#### PROBLEM DETAILS
Below is a listing; copy all of it exactly.

Rows from a dataset
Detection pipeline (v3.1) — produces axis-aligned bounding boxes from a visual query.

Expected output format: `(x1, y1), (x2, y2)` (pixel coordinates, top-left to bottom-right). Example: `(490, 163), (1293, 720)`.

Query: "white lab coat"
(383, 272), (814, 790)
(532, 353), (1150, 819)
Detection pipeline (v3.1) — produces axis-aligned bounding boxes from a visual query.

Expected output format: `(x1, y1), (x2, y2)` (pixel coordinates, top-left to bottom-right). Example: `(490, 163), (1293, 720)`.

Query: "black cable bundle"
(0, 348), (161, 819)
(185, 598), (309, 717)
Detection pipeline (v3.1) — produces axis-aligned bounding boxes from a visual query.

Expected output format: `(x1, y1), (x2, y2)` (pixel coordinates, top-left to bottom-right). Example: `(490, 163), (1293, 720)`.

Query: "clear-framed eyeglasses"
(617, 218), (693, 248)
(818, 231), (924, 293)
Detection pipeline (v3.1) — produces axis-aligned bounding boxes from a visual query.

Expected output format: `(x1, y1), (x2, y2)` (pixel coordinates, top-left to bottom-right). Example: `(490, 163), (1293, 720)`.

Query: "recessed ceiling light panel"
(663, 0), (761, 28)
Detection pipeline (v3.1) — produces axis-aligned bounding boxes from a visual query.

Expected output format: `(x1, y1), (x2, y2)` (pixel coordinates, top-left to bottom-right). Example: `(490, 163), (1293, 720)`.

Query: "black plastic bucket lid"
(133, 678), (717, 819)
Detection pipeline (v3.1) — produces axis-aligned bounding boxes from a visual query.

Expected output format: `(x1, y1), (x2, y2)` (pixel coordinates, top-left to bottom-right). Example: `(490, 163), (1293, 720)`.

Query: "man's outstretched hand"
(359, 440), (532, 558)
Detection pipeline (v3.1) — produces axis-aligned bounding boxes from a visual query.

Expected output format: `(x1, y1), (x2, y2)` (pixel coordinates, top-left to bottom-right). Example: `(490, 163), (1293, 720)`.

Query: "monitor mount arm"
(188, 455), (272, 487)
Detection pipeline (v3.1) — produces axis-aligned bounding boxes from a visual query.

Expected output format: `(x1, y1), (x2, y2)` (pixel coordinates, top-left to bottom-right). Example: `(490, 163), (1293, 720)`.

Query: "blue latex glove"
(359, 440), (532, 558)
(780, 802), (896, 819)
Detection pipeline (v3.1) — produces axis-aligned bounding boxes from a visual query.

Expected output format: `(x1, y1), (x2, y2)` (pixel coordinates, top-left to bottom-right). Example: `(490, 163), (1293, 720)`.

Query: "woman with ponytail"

#### FINAL RESULT
Detection pipeline (v3.1) — produces axis-aligned bounding boxes from a visual query.

Expected output format: `(x1, y1), (x2, y2)` (pixel coordinates, top-left to bottom-right). Example: `(490, 163), (1293, 720)`.

Query: "white lab coat"
(383, 272), (814, 790)
(532, 353), (1150, 819)
Detection pipeline (v3.1) — produces axis-aligned bounding boxes from a visual query.

Expected output format: `(x1, y1), (x2, y2)` (pixel coordinates, top-left to bottom-right). Example: `(490, 163), (1293, 720)`.

Query: "black cable bundle"
(0, 348), (161, 819)
(185, 598), (309, 717)
Detection pipeline (v3.1) — produces axis-aligned bounding boxes from a visual query.

Expected output format: `(x1, y1), (x2, y2)` (pixel coordinates, top-left to bottom-right). Example: `(490, 163), (1293, 720)`.

Query: "clear-framed eyeglasses"
(617, 218), (693, 248)
(818, 231), (924, 293)
Detection pipeline (v3.1) — produces axis-aligned bounding boxes from a visual query.

Expected output format: `(x1, y1), (x2, y2)` (pixel coordinates, top-left to bottom-right). Example: `(490, 163), (1293, 720)`.

Query: "recessed ceiling light panel"
(663, 0), (761, 28)
Detection pipeline (v3.1) — produces axis-aligned bounding boxes from a visual query.

Expected output format: `(x1, y1), (x2, y2)` (pixel coordinates, top-left to bottom-right). Example: `(490, 163), (1293, 720)`.

Query: "black plastic bucket lid"
(133, 678), (717, 819)
Detection pipeline (v3.1) — produces axis-aligned bounding boxes from a visual query.

Expected output format: `(x1, y1), (x2, y2)` (pixel coordinates, top-left to bottom-right). Example: `(490, 163), (1293, 720)`.

Query: "man's outstretched hand"
(359, 440), (532, 558)
Detection pipeline (v3.1) — produces axis-aligned bounding boxes from a visual query.

Expected output format: `(x1, y1), (x2, y2)` (pixel coordinates, top-left to bottom-right). Example: `(490, 163), (1293, 720)`.

Query: "monitor mount arm"
(188, 455), (272, 487)
Detection pipeline (v3.1) — produces axis-aligned bounding boxes from a visual query.

Expected output format: `(x1, y1), (x2, y2)` (pixel coordinates, top-left to bottom-right). Example: `(490, 163), (1293, 720)`.

Query: "blue latex glove"
(359, 440), (532, 558)
(780, 802), (896, 819)
Detection pipeline (v3.1) — produces axis-aligned bounding boxes from a visual query.

Expected output format: `(x1, y1), (x2, y2)` (pixel coordinates, top-left to bottom-right). Example: `(490, 163), (1293, 720)`.

Query: "woman with ponytail"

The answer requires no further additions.